* Instruction *
Here are some records; return them all exactly.

* Data for this exercise *
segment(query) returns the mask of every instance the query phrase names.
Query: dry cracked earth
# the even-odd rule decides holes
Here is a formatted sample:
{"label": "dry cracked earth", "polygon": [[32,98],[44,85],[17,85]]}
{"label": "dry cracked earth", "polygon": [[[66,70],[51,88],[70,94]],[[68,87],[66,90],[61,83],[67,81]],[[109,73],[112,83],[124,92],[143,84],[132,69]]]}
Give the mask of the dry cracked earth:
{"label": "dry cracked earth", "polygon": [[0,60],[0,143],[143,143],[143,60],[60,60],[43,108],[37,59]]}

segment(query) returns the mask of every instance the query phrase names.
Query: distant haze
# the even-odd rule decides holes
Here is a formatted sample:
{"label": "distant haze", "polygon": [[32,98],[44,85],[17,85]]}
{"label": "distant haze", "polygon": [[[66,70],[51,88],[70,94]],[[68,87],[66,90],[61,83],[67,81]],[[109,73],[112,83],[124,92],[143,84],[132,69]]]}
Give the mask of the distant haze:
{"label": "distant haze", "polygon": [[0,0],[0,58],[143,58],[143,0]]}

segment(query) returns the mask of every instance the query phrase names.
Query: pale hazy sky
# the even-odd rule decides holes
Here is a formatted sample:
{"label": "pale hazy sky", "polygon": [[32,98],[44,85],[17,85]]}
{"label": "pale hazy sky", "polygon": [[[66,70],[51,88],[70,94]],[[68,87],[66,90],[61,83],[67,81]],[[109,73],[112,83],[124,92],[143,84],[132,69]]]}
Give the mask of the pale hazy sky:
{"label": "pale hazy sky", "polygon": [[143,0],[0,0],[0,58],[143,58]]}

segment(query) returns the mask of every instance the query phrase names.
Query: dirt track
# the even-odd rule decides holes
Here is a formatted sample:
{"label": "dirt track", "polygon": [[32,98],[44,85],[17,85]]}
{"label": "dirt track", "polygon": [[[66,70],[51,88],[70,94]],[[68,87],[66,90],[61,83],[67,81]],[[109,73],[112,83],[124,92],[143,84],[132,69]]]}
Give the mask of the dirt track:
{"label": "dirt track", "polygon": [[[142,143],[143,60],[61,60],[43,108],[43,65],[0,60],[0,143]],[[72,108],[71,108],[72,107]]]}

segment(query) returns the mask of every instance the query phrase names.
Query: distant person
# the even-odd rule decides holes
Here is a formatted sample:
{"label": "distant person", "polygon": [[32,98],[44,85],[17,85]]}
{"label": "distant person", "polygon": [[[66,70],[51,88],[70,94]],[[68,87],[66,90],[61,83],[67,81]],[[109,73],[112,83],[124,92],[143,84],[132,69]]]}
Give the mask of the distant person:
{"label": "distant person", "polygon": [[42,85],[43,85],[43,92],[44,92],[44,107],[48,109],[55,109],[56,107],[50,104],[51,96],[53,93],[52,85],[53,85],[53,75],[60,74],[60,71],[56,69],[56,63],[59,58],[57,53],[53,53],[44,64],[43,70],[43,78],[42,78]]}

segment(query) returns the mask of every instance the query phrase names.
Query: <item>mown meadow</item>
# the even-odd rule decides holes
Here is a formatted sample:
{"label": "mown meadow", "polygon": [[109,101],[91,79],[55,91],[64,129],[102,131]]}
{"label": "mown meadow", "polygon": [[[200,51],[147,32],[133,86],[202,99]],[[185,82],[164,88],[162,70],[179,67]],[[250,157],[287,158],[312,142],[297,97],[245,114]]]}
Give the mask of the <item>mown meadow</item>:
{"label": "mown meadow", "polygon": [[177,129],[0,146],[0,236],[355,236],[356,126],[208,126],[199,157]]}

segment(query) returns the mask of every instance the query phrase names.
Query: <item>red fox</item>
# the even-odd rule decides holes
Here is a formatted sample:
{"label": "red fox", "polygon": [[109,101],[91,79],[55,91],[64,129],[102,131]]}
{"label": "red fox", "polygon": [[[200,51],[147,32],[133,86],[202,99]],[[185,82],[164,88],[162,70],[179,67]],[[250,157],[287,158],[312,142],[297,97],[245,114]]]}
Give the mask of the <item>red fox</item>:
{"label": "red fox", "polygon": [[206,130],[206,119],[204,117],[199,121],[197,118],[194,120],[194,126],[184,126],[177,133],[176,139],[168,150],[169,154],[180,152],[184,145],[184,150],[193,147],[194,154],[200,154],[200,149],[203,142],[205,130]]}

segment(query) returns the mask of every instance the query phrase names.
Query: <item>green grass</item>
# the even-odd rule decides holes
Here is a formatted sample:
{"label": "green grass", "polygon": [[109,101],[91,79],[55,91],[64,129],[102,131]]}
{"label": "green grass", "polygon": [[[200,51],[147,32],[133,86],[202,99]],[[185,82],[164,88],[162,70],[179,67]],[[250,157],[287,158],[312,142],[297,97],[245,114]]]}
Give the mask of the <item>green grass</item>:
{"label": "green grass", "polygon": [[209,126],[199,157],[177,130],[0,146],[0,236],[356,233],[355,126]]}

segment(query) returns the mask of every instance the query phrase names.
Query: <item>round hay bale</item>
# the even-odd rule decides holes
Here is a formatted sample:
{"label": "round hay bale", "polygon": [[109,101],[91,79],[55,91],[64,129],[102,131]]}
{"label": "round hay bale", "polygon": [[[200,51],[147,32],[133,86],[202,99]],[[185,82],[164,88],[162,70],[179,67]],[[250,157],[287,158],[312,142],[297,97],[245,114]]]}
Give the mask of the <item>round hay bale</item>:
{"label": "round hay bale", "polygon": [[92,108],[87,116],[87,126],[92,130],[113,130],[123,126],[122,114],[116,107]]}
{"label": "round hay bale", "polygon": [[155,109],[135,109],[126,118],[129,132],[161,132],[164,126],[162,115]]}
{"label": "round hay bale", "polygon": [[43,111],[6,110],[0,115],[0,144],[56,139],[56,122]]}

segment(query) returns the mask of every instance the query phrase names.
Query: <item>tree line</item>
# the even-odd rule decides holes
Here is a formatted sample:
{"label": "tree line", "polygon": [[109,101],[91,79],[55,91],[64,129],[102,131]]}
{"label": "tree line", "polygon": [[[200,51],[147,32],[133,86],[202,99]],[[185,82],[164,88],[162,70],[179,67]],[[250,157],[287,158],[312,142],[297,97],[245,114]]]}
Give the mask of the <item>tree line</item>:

* Task response *
segment(query) returns the mask of every instance the query phrase names.
Query: dry cracked earth
# the even-odd rule decides holes
Here is a formatted sample:
{"label": "dry cracked earth", "polygon": [[32,98],[44,85],[17,85]]}
{"label": "dry cracked earth", "polygon": [[[66,70],[51,88],[70,94]],[[68,87],[66,90],[61,83],[67,81]],[[109,73],[112,83],[124,92],[143,84],[132,69]]]}
Give the mask of the dry cracked earth:
{"label": "dry cracked earth", "polygon": [[0,60],[0,143],[143,143],[143,60],[60,60],[43,108],[37,59]]}

segment(query) returns the mask of every instance the query phrase names.
Query: distant haze
# the even-odd rule decides holes
Here is a formatted sample:
{"label": "distant haze", "polygon": [[32,98],[44,85],[17,85]]}
{"label": "distant haze", "polygon": [[[66,70],[51,88],[70,94]],[[68,87],[66,90],[61,83],[67,81]],[[109,73],[112,83],[124,92],[143,84],[132,69]]]}
Give the mask of the distant haze:
{"label": "distant haze", "polygon": [[0,0],[0,58],[143,58],[143,0]]}

segment(query) returns the mask of every instance the query phrase names.
Query: pale hazy sky
# the even-odd rule decides holes
Here is a formatted sample:
{"label": "pale hazy sky", "polygon": [[32,98],[44,85],[17,85]]}
{"label": "pale hazy sky", "polygon": [[[66,70],[51,88],[70,94]],[[68,87],[66,90],[61,83],[67,81]],[[109,73],[112,83],[124,92],[143,84],[132,69]]]}
Give the mask of the pale hazy sky:
{"label": "pale hazy sky", "polygon": [[143,0],[0,0],[0,58],[143,58]]}

segment(query) returns the mask of every instance the query phrase names.
Query: dirt track
# the even-odd rule decides holes
Here is a formatted sample:
{"label": "dirt track", "polygon": [[32,98],[44,85],[17,85]]}
{"label": "dirt track", "polygon": [[[66,70],[51,88],[70,94]],[[68,87],[66,90],[61,83],[67,81]],[[109,73],[112,83],[124,92],[143,84],[132,69]]]}
Give the mask of the dirt track:
{"label": "dirt track", "polygon": [[[142,143],[143,60],[61,60],[43,108],[43,65],[0,60],[0,143]],[[72,108],[71,108],[72,107]]]}

segment(query) returns the mask of every instance the query phrase names.
Query: distant person
# the even-odd rule decides holes
Here is a formatted sample:
{"label": "distant person", "polygon": [[32,98],[44,85],[17,85]]}
{"label": "distant person", "polygon": [[[66,70],[51,88],[70,94]],[[68,87],[66,90],[61,83],[67,81]],[[109,73],[112,83],[124,92],[143,84],[132,69]]]}
Give the mask of the distant person:
{"label": "distant person", "polygon": [[42,85],[43,85],[43,92],[44,92],[44,107],[48,109],[55,109],[56,107],[50,104],[51,96],[53,93],[52,85],[53,85],[53,75],[60,74],[60,71],[56,69],[56,63],[59,58],[57,53],[53,53],[44,64],[43,70],[43,78],[42,78]]}

segment(query) returns the mask of every instance the query phrase names.
Query: <item>mown meadow</item>
# the even-odd rule decides holes
Here is a formatted sample:
{"label": "mown meadow", "polygon": [[109,101],[91,79],[55,91],[64,129],[102,131]]}
{"label": "mown meadow", "polygon": [[[200,51],[147,32],[133,86],[202,99]],[[185,82],[164,88],[162,70],[179,67]],[[250,157],[287,158],[312,142],[297,97],[245,114]]]}
Give the mask of the <item>mown meadow</item>:
{"label": "mown meadow", "polygon": [[177,129],[0,146],[0,236],[355,236],[356,126],[208,126],[199,157]]}

segment(query) returns the mask of every instance the query phrase names.
Query: <item>red fox</item>
# the even-odd rule decides holes
Here is a formatted sample:
{"label": "red fox", "polygon": [[109,101],[91,79],[55,91],[64,129],[102,131]]}
{"label": "red fox", "polygon": [[[200,51],[147,32],[133,86],[202,99]],[[185,82],[164,88],[162,70],[179,67]],[[250,157],[287,158],[312,142],[297,97],[245,114]]]}
Give the mask of the <item>red fox</item>:
{"label": "red fox", "polygon": [[206,130],[206,119],[204,117],[199,121],[197,118],[194,120],[194,126],[184,126],[177,133],[176,139],[168,150],[169,154],[180,152],[184,145],[184,150],[193,147],[194,154],[200,154],[200,149],[203,142],[205,130]]}

segment(query) returns the mask of every instance the query phrase names.
Query: <item>green grass</item>
# the even-odd rule decides holes
Here is a formatted sample:
{"label": "green grass", "polygon": [[109,101],[91,79],[55,91],[64,129],[102,131]]}
{"label": "green grass", "polygon": [[[200,51],[147,32],[133,86],[202,99]],[[185,82],[164,88],[162,70],[179,67]],[[250,157],[287,158],[312,142],[297,97],[245,114]]]}
Give the mask of the <item>green grass</item>:
{"label": "green grass", "polygon": [[209,126],[199,157],[177,130],[0,146],[0,236],[356,233],[355,126]]}

segment(query) returns the mask of every instance the query phrase names.
Query: <item>round hay bale</item>
# the even-odd rule decides holes
Here is a formatted sample:
{"label": "round hay bale", "polygon": [[109,101],[91,79],[55,91],[64,129],[102,131]]}
{"label": "round hay bale", "polygon": [[[200,51],[147,32],[133,86],[202,99]],[[185,82],[164,88],[162,70],[179,67]],[[250,157],[287,158],[312,142],[297,97],[245,114]]]}
Give the mask of the <item>round hay bale</item>:
{"label": "round hay bale", "polygon": [[92,108],[87,116],[87,126],[92,130],[113,130],[123,126],[122,114],[116,107]]}
{"label": "round hay bale", "polygon": [[155,109],[135,109],[126,118],[129,132],[161,132],[164,126],[162,115]]}
{"label": "round hay bale", "polygon": [[43,111],[6,110],[0,115],[0,144],[56,139],[56,122]]}

segment(query) returns the mask of every instance the query phrase names.
Query: <item>tree line</item>
# the even-odd rule decides holes
Here is a formatted sample:
{"label": "tree line", "polygon": [[109,101],[91,79],[55,91],[64,129],[102,131]]}
{"label": "tree line", "polygon": [[[200,51],[147,32],[133,86],[202,99]],[[185,82],[164,88],[162,70],[179,67]],[[250,157],[287,158],[312,142],[297,97],[245,114]]]}
Give the mask of the <item>tree line</item>:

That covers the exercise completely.